**The input**

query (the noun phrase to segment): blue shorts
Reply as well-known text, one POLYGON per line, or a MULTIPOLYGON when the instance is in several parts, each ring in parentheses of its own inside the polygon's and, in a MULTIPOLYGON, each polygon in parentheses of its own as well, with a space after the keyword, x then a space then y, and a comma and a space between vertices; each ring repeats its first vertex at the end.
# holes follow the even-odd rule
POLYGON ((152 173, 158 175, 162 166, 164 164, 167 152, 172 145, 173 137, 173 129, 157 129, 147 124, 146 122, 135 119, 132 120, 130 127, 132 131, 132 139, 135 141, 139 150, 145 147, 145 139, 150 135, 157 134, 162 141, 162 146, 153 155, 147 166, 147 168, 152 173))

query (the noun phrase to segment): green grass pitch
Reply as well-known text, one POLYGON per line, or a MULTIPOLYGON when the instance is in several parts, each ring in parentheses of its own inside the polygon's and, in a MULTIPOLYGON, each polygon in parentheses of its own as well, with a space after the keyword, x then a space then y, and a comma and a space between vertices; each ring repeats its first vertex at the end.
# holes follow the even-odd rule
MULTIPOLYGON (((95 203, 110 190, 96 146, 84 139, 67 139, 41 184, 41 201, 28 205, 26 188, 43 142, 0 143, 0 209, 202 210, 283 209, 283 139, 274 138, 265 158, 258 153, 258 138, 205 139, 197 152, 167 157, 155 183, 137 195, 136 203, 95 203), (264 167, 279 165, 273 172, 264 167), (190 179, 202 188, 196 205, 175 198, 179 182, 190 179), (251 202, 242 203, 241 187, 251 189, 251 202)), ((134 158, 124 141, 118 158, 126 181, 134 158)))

**The request**
Rewrite the records above as a two-column CSV with the header row record_text,answer and one row per record. Put each record's text and its answer in a single quoted field, with line breaks replaced by spaces.

**Exercise output**
record_text,answer
"query (the noun phrase to segment): blue shorts Reply as well-known text, one POLYGON per line, or a MULTIPOLYGON when the instance is in several parts, each ring in parentheses of its own inside the polygon's and, in a MULTIPOLYGON, each polygon in parentheses of its own as well, with a space after the keyword, x then a space then y, and a comma and a space between vertices; each ring repeats its first vertex at the end. # holes follow the even-odd rule","POLYGON ((152 173, 158 175, 162 166, 164 164, 167 152, 172 145, 173 137, 173 129, 157 129, 147 124, 146 122, 135 119, 132 120, 130 127, 132 131, 132 139, 135 141, 139 150, 145 147, 145 139, 150 135, 157 134, 162 141, 162 146, 153 155, 147 166, 147 168, 152 173))"
"query (the noun phrase to segment): green grass pitch Reply as well-known text, one POLYGON per line, or a MULTIPOLYGON when the instance is in several parts, each ring in parentheses of its own inside the polygon's and, in a MULTIPOLYGON, each polygon in parentheses of its own as well, with a space after the keyword, x then a space then y, and a comma and a space between vertices; each ring repeats its first vertex at the end. # holes follow the even-odd rule","MULTIPOLYGON (((95 203, 110 190, 96 146, 84 139, 67 139, 41 184, 41 201, 28 205, 26 188, 43 142, 0 143, 0 209, 202 210, 283 209, 283 139, 274 138, 265 158, 258 153, 258 138, 205 139, 197 152, 167 157, 155 183, 137 195, 136 203, 95 203), (264 167, 279 165, 273 172, 264 167), (190 179, 202 188, 196 205, 175 198, 179 182, 190 179), (251 202, 242 203, 241 187, 251 189, 251 202)), ((134 158, 124 141, 118 158, 126 181, 134 158)))"